Gli eventi che portarono alla Unità della Nazione, il trasporto della capitale da Torino a Firenze prima (1865) poi a Roma, tolsero definitivamente il rango di fortezza di primo ordine alla nostra Alessandria. Già nel 1872 si iniziò il primo spianamento dei bastioni da Piazza Tanaro, ma saranno poi necessari ben cinquanta anni da allora, prima di vedere completamente smantellate le vecchie mura e colmati i fossati con conseguente notevole sviluppo edilizio e risanamento anche climatico.
Nel 1874 Piazza Tanaro liberata dalle strutture militari diventerà sede di uno dei maggiori mercati di bestiame di tutto il Piemonte. Già nel 1870 si era tenuta da noi una prima Esposizione Agricola Industriale, con grande concorso di forestieri: sarà quello l’inizio della ripresa dell’antica Fiera di S. Giorgio concessa da Francesco II Sforza nel 1525.
E come nel 1189, alla fondazione della Città, si erano da noi affermati come “Maestri Lanieri” il famosi Monaci Umiliati, sicché per quella lavorazione in carte del 1548, la città ebbe il titolo di “Alexandriae Europae”, così sul finire del secolo scorso, Alessandria sarà ancora conosciuta in tutto il mondo per l’industria del “Cappello” di feltro.
Nel 1874 il Comune provvede alla numeraione delle case con nuova elencazione e nomenclatura delle vie cittadine: molte denominazioni di allora resistono tutt’ora. Ancora il Comune attese in quel tempo al restauro delle proprietà municipali e volle per il Palazzo di Città, la tinta in rosso, per cui fu sovente chiamata “Palazzo Rosso”.
L’anagrafe all’anno 1871, denunziava per la Città e sobborghi, 57.079 abitanti.

Record di dati
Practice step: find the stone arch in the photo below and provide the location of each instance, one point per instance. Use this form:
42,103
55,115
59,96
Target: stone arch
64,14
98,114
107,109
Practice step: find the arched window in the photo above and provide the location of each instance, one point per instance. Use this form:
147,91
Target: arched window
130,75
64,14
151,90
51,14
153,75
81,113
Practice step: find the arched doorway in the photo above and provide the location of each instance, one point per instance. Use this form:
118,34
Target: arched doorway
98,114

CONSEGNE
[a] Riassumi in due frasi il brano su Alessandria.
[b] Copia dal brano su Alessandria il passo compreso tra "Nel 1874 il" e "sobborghi, 57.079 abitanti.", estremi inclusi.

RISPOSTE IN ORDINE
[a] Dopo l'Unità e il trasferimento della capitale, Alessandria perse il rango di fortezza di primo ordine: lo spianamento dei bastioni iniziò nel 1872 e richiese cinquanta anni, con notevole sviluppo edilizio e risanamento anche climatico. Piazza Tanaro divenne sede di uno dei maggiori mercati di bestiame del Piemonte, l'Esposizione del 1870 avviò la ripresa della Fiera di S. Giorgio, la città fu conosciuta nel mondo per il cappello di feltro e nel 1874 il Comune ridiede nomi e numeri a vie e case.

[b]
Nel 1874 il Comune provvede alla numeraione delle case con nuova elencazione e nomenclatura delle vie cittadine: molte denominazioni di allora resistono tutt’ora. Ancora il Comune attese in quel tempo al restauro delle proprietà municipali e volle per il Palazzo di Città, la tinta in rosso, per cui fu sovente chiamata “Palazzo Rosso”.
L’anagrafe all’anno 1871, denunziava per la Città e sobborghi, 57.079 abitanti.